Action item:
Return, from the data that follows, each line that holds the word "below".
Exercise material START
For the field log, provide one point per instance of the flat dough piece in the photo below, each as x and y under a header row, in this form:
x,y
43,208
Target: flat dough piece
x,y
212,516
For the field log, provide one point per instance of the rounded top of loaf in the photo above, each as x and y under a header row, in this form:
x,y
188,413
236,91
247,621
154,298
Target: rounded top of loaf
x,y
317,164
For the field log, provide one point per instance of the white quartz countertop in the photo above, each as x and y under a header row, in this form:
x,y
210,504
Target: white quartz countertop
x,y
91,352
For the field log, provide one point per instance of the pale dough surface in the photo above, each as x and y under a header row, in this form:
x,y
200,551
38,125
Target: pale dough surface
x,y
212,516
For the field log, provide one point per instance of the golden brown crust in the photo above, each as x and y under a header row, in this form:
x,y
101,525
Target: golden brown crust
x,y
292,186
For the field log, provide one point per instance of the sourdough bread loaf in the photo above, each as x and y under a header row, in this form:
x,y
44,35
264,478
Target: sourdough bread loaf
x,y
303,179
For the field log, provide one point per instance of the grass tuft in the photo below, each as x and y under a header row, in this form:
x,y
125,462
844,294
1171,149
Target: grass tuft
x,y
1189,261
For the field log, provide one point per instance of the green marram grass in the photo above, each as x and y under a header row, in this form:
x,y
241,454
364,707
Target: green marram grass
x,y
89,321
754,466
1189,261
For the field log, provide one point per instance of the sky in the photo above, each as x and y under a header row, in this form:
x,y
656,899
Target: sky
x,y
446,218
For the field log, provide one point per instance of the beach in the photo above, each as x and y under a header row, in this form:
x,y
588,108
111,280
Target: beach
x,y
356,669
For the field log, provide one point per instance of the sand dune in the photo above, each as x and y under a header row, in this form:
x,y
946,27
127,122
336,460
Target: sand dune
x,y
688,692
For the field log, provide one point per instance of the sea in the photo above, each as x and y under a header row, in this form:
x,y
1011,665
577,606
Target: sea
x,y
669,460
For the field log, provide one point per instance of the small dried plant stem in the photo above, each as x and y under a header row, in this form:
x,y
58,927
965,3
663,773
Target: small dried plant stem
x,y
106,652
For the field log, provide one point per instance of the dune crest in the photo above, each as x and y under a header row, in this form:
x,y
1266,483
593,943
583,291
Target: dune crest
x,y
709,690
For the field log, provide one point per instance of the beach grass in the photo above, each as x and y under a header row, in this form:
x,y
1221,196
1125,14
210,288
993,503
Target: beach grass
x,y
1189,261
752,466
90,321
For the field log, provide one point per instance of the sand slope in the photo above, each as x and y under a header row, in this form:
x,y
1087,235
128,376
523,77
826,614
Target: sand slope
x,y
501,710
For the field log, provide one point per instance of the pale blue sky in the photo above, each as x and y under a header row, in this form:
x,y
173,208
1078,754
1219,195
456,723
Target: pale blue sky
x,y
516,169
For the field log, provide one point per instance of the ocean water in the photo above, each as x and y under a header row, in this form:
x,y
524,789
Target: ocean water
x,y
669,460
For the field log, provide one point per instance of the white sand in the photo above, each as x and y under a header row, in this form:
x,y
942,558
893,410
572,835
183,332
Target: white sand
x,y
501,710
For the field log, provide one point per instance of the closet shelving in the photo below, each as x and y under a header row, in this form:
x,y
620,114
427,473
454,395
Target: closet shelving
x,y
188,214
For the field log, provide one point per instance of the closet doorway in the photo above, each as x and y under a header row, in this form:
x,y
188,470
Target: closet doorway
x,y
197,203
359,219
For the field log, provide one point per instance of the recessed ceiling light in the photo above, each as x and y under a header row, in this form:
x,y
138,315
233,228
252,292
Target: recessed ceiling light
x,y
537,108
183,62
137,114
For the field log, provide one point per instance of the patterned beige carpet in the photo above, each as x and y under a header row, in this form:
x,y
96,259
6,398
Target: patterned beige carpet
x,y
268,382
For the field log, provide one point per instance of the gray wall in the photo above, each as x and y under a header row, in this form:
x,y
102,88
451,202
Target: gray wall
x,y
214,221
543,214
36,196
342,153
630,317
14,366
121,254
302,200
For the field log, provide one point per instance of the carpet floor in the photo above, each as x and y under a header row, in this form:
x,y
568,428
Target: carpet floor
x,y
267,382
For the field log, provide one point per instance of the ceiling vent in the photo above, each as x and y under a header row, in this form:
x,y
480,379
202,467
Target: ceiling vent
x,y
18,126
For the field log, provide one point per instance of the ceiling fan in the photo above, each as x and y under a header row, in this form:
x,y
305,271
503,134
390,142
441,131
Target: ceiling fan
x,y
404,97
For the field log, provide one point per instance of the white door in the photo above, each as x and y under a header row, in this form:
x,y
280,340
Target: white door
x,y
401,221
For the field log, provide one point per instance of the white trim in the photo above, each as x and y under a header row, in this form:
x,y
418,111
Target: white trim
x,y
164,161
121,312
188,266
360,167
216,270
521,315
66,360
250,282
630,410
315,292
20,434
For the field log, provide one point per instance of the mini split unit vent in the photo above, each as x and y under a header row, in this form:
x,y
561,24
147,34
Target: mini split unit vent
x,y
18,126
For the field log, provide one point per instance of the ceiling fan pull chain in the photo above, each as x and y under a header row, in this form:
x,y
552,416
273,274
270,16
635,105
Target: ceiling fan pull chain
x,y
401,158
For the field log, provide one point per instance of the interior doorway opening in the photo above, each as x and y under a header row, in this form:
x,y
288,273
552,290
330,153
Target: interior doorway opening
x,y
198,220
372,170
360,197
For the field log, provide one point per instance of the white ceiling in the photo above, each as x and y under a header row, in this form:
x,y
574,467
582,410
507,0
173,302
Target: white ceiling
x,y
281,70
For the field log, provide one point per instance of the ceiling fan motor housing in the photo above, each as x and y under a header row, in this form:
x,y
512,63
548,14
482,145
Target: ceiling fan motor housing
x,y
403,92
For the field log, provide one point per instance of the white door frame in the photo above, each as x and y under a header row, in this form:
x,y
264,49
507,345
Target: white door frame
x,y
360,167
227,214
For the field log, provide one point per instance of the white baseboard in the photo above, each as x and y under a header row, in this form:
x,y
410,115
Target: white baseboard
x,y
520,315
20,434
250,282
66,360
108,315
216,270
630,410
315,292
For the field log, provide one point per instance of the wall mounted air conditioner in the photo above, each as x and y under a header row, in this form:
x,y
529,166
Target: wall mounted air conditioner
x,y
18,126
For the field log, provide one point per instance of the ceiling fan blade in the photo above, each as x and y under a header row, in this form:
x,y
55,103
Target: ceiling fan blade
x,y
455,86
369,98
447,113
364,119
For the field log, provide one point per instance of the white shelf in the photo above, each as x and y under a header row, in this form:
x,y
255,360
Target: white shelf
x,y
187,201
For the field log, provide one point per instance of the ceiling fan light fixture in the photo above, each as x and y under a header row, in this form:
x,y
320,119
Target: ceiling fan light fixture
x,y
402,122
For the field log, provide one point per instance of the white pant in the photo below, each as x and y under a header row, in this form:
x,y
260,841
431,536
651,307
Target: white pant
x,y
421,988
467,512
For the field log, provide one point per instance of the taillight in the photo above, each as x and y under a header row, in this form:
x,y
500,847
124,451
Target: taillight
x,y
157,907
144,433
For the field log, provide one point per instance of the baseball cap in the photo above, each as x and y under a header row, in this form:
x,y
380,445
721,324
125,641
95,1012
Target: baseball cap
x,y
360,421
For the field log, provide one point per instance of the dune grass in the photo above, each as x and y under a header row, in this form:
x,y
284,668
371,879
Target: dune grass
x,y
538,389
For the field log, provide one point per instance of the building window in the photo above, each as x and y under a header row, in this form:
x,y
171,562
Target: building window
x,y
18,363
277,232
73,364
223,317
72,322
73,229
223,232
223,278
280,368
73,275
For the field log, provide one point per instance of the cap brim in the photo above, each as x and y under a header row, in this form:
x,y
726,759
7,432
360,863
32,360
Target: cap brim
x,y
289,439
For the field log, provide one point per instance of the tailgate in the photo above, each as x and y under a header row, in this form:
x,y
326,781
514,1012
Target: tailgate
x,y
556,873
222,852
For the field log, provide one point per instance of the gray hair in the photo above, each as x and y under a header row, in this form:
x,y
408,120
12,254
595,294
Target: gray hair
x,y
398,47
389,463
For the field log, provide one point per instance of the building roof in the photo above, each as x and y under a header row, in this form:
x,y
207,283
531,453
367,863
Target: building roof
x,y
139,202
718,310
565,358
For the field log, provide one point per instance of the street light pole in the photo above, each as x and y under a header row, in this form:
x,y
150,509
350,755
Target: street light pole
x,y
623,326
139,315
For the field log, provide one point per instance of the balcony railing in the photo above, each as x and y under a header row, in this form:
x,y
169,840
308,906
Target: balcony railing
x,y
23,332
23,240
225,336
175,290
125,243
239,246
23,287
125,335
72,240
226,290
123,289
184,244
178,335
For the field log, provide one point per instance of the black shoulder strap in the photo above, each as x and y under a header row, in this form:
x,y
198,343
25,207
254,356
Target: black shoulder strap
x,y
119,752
Exercise material END
Result for this task:
For the field log, provide one point per instance of the flat dough piece in the photo below, each as x and y under a header row, in this form:
For the field log, provide one point per instance of the grass tuft in the photo below, each as x and y under a header row, in this form:
For the field log, provide one point per instance of the closet shelving in the photo below, each as x and y under a header row, in this form:
For the field log, provide one point per instance of the white pant in the photo below, each as x and y under a header row, in this form:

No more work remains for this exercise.